Records for the task:
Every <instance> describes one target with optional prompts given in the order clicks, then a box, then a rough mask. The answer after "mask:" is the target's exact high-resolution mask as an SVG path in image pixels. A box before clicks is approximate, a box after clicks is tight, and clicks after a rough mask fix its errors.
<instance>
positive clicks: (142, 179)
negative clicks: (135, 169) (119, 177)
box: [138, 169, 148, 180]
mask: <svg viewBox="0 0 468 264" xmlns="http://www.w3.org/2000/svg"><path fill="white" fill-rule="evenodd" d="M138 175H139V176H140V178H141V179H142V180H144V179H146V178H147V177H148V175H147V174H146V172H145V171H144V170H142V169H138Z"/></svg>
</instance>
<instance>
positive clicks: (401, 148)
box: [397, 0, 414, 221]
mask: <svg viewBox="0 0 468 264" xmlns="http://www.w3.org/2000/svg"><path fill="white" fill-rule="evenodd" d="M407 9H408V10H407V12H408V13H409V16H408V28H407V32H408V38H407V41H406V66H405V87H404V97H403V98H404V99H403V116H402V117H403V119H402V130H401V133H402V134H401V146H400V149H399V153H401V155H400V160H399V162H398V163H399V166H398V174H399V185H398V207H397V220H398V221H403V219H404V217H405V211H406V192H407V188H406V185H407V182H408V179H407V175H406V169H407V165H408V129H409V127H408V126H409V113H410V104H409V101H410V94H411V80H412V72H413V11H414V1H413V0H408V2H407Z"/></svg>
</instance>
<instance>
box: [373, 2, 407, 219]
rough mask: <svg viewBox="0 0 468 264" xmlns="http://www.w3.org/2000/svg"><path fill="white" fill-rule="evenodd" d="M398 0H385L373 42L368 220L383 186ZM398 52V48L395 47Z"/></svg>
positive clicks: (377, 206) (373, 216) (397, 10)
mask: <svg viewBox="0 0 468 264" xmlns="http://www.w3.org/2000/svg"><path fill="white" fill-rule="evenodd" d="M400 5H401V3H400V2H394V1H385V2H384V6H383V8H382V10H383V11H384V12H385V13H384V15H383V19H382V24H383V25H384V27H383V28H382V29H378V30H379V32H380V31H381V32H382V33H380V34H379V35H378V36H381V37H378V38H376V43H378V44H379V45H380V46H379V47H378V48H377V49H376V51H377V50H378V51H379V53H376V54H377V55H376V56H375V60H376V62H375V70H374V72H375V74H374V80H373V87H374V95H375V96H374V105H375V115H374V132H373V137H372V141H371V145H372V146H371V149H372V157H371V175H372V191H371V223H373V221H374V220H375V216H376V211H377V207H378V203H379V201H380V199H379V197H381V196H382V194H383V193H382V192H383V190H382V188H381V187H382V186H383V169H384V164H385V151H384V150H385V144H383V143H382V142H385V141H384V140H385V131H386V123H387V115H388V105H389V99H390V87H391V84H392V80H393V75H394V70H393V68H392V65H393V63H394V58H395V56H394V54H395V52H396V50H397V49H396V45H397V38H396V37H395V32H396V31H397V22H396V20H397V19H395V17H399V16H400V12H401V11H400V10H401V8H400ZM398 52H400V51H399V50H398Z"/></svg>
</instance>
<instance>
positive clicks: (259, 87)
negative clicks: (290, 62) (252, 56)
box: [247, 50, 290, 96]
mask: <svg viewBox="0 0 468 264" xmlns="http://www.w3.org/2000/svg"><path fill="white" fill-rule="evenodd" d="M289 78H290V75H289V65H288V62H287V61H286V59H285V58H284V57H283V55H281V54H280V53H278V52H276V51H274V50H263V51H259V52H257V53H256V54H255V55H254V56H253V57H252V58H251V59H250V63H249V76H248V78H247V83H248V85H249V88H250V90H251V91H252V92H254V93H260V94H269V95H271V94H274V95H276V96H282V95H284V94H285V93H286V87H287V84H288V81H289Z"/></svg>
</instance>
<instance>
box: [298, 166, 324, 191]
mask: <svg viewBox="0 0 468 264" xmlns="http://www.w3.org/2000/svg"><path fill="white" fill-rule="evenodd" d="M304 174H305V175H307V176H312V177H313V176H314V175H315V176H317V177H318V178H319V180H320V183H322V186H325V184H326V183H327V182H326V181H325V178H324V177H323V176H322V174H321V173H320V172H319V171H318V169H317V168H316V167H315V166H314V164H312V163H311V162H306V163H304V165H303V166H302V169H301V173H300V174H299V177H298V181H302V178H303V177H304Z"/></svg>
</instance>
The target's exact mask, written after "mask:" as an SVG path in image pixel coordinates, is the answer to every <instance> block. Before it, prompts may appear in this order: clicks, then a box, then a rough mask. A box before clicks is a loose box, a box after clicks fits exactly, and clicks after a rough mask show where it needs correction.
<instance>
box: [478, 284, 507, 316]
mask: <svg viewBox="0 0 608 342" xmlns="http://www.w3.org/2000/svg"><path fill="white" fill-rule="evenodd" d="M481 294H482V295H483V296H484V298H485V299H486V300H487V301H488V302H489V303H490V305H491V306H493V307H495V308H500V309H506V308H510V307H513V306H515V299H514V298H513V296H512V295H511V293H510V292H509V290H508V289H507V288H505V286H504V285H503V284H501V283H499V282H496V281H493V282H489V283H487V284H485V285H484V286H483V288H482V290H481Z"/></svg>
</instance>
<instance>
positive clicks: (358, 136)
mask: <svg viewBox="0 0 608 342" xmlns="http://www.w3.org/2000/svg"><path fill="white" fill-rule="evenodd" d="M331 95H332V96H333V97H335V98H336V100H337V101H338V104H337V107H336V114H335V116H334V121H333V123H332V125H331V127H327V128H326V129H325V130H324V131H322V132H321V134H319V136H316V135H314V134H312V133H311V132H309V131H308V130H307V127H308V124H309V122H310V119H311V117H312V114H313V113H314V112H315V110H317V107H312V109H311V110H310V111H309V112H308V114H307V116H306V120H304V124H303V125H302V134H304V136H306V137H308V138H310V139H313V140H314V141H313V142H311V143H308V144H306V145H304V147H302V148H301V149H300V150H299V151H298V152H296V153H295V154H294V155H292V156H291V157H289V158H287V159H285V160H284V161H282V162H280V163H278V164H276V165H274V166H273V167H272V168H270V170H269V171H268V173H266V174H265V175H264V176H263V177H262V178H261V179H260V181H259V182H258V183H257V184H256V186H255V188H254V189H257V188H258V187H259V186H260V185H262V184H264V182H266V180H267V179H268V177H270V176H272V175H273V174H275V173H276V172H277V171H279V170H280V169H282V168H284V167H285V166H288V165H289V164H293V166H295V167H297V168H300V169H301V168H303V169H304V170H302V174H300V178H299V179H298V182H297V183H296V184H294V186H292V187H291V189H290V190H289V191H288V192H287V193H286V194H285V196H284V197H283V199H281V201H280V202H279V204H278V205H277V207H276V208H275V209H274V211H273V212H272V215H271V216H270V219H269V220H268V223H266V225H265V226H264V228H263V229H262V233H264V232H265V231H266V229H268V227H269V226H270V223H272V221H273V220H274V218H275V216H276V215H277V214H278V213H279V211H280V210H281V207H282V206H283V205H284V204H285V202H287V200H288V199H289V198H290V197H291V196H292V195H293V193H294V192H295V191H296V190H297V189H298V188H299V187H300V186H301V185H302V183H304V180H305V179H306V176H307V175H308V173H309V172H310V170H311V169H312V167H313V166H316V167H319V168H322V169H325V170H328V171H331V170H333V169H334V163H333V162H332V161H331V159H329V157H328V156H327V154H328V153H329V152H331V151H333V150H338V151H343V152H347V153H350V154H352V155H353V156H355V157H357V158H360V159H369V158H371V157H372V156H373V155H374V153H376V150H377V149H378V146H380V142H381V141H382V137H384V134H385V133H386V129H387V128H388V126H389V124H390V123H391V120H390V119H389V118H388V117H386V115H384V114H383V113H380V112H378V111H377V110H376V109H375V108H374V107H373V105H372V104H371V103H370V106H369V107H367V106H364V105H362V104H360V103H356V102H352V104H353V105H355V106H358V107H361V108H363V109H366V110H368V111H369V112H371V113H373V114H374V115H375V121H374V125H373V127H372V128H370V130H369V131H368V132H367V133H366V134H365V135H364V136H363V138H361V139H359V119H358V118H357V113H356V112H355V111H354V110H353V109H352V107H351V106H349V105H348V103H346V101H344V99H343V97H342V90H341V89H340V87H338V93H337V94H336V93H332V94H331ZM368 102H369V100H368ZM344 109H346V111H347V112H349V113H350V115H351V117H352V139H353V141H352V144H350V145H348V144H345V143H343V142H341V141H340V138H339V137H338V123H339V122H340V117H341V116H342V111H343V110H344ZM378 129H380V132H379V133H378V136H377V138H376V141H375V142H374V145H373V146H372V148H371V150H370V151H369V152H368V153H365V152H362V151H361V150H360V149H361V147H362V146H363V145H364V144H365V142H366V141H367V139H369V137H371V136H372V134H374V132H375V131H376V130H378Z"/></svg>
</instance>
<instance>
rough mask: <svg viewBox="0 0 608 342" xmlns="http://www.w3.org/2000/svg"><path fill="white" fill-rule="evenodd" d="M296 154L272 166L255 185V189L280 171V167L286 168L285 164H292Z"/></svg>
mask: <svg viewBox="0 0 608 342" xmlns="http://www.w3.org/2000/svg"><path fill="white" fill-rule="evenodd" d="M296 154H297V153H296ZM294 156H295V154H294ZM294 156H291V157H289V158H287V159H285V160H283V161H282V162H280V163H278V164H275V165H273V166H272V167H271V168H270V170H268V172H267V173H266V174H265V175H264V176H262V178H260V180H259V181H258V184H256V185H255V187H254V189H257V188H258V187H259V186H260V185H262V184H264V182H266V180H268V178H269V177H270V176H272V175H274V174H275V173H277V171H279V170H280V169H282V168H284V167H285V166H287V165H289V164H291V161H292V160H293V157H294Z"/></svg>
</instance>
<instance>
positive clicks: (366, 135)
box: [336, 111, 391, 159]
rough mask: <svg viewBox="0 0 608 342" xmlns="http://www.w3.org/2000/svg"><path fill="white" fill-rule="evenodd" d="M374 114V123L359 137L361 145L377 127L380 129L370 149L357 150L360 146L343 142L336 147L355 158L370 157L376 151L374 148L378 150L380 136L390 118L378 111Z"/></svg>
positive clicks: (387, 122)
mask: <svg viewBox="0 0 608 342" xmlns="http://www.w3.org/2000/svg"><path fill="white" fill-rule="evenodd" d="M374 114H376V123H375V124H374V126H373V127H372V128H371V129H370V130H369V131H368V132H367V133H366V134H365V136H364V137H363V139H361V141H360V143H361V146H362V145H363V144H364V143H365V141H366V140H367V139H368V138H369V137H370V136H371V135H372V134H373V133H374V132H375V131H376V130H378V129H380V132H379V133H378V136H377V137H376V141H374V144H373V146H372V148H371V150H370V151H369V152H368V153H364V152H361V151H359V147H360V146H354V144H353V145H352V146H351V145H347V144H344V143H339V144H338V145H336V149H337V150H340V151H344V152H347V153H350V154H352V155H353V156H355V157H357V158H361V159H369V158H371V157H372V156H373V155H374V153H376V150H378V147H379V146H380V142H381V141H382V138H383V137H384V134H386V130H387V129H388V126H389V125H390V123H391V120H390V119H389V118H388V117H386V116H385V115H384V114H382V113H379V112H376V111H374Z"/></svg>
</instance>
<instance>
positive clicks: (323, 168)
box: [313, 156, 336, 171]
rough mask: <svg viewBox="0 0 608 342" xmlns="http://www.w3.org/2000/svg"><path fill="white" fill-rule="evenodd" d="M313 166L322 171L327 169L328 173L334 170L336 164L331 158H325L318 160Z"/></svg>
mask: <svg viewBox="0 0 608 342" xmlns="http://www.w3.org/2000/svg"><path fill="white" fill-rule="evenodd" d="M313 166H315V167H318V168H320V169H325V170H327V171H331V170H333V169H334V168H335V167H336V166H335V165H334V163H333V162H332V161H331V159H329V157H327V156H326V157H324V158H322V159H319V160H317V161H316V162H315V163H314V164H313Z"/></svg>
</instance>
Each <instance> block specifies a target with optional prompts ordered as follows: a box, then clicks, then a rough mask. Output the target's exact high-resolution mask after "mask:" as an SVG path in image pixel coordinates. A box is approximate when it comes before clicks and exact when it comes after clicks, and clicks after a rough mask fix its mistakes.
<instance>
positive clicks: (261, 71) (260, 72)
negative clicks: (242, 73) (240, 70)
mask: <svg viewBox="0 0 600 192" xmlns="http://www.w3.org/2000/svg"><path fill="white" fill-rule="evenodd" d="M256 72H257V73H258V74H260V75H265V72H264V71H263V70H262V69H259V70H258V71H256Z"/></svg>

Task brief:
Identify each line in the records above containing the word "approximate"; copy those lines.

Result:
Every <instance> describes one target with optional prompts given in the order clicks, then a box, then a rough mask. The answer after "mask:" is the target's exact high-resolution mask as an SVG path in image pixels. A box before clicks is approximate, a box after clicks is tight, and clicks after a rough mask fix its errors.
Each <instance> block specifies a target with optional prompts ordered as follows: a box, then clicks, then a rough mask. Output the target's exact high-resolution mask after "mask:" as an SVG path in image pixel coordinates. A box is approximate when it comes before clicks and exact when it comes after clicks, and clicks after a rough mask fix its mistakes.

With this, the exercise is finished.